TEXTO FORNECIDO:
........

Infelizmente, logo passou a fase em que Alan tentava consertar as coisas que falava pra mim. Ele não apenas passou a não se importar mais quando me magoava como fez disso seu principal esporte. Tanto é assim que dizia que me amava, mas em nenhuma das cinco vezes em que foi posto pra fora de casa aproveitou a ocasião para assumir nosso relacionamento. Continuava comigo, mas às escondidas, e mal eu virava as costas ele já estava entupindo o celular de Lúcia de mensagens, nas quais implorava para que ela o aceitasse de volta. Tentando se isentar da responsabilidade de estar mantendo uma amante, tentava convencê-la de que a crise que eles estavam passando era “coisa feita”, ou seja, que eu andava lançando mão de feitiçarias, das quais as religiões afro-brasileiras são conhecidas por oferecer, para que seu casamento acabasse.

........

Dados de indicação de regiões
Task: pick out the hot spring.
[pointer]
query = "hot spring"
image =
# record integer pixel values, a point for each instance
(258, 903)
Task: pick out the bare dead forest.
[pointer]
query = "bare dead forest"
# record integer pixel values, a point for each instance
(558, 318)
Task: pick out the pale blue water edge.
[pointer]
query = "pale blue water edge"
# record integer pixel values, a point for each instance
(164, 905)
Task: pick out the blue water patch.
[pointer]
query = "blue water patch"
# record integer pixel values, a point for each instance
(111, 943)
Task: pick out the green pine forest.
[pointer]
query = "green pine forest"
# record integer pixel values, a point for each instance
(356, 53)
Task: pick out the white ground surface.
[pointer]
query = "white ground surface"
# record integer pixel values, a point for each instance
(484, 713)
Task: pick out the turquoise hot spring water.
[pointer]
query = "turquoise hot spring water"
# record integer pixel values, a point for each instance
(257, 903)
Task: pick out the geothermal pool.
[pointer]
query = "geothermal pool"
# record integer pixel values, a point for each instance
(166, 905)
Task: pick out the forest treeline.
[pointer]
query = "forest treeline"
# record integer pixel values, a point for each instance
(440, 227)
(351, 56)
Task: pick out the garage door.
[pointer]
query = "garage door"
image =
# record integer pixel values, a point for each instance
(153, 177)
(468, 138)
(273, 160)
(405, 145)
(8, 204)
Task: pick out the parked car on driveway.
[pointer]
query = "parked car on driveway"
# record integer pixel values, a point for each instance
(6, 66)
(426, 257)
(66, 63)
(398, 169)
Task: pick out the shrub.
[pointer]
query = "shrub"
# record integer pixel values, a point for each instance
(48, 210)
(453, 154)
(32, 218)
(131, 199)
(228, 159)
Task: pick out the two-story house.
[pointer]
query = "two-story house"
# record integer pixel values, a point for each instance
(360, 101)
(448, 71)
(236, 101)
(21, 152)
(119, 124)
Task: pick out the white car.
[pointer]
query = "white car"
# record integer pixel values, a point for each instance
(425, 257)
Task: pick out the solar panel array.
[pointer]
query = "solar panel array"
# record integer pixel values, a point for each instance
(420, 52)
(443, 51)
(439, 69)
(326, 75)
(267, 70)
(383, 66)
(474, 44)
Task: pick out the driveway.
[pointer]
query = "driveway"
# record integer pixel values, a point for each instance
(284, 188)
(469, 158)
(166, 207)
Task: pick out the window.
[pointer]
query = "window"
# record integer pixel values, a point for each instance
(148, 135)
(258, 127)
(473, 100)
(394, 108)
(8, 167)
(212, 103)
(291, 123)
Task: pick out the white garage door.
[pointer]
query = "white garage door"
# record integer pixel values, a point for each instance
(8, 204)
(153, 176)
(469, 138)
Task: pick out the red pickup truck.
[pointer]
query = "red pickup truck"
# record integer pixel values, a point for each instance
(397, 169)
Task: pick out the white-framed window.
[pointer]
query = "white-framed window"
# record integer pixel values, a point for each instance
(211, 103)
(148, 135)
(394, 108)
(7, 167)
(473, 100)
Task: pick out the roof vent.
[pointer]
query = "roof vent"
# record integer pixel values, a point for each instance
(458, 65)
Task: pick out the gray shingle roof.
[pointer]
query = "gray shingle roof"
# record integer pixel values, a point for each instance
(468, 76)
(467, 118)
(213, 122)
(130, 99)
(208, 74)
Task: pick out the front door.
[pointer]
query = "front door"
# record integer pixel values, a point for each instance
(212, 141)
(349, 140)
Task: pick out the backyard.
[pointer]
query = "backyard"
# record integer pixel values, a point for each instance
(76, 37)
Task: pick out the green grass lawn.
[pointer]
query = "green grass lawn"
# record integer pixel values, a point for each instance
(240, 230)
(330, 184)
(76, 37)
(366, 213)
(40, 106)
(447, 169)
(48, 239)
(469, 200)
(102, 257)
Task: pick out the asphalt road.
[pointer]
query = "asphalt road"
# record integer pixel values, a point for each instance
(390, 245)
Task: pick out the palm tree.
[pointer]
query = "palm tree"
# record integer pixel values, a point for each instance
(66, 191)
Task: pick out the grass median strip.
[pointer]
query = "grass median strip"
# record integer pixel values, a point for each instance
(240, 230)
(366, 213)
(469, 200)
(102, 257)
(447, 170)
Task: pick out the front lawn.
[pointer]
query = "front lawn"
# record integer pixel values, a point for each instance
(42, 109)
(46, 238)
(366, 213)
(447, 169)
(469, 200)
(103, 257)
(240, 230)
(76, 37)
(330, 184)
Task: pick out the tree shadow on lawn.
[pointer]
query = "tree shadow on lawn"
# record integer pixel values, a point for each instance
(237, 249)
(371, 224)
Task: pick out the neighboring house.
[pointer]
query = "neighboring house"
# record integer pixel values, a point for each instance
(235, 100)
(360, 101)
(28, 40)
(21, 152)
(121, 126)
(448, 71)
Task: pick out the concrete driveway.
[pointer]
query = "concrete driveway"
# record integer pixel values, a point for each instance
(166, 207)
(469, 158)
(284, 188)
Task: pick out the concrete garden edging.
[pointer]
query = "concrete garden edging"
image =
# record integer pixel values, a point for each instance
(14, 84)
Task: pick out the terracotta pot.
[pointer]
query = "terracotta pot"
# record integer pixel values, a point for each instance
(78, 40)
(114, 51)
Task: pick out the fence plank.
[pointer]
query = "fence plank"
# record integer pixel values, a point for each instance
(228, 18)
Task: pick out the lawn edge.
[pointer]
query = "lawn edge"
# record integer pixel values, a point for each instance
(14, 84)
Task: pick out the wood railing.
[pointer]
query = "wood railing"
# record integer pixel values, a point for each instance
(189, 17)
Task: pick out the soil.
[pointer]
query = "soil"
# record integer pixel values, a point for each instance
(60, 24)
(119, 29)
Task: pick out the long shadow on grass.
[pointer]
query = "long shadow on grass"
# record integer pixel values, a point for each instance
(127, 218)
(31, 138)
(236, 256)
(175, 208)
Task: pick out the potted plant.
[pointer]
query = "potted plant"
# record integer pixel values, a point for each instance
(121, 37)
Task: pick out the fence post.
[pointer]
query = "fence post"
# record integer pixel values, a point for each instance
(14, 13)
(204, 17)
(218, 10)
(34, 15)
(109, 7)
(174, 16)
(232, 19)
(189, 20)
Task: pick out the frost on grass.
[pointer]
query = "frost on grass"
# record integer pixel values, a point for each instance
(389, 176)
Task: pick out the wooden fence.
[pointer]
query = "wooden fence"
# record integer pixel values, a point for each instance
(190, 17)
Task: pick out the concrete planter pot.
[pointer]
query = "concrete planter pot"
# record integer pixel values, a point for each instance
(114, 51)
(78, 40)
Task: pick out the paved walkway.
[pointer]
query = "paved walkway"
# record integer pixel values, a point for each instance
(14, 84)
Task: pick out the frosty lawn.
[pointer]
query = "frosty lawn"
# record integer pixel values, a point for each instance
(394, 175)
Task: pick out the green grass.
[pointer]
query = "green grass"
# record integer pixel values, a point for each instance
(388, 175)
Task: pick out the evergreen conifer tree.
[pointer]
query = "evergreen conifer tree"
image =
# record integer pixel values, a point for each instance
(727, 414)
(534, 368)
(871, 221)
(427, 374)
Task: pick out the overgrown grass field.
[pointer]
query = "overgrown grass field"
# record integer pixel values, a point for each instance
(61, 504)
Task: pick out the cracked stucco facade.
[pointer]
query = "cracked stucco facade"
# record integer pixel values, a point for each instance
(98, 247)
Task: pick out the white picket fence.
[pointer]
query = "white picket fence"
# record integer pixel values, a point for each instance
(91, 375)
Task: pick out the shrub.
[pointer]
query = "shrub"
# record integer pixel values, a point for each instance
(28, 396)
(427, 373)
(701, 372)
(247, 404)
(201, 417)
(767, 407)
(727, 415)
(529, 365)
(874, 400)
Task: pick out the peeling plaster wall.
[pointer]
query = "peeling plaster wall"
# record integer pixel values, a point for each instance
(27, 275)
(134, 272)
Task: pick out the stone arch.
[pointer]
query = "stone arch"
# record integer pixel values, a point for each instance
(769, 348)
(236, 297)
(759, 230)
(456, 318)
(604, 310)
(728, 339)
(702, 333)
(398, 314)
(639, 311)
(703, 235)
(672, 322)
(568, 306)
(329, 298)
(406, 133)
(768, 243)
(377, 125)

........

TAREFA 1:
Segundo o relato sobre Alan, quantas vezes ele foi posto para fora de casa?
TAREFA 2:
Dê continuidade ao relato sobre Alan a partir da última frase apresentada.
A listagem tem origem em outra fonte.

RESPOSTA 1:
Cinco vezes.

RESPOSTA 2:
Uma das vezes em que ele voltou pra casa, para ser expulso novamente no mês seguinte, foi particularmente marcante. Alan foi trabalhar com uma cara tão saudável que logo ficou patente que era o casamento, e não sua relação extraconjugal, que o fazia feliz. Eu estava na porta de uma sala e ele chegou todo falante. Observei logo sua blusa de botão, cuja cor agora não lembro, super bem passada. Estava clara minha inferioridade em relação àquela esposa, pois eu jamais saberia passar roupa com aquela maestria. Naturalmente, aquela era apenas uma evidência de sua competência como dona-de-casa, pois provavelmente também cozinhava bem e mantinha a casa sempre arrumada e limpa. Alan conhecia minha casa e meu desleixo, e obviamente jamais largaria aquela esposa para ficar comigo.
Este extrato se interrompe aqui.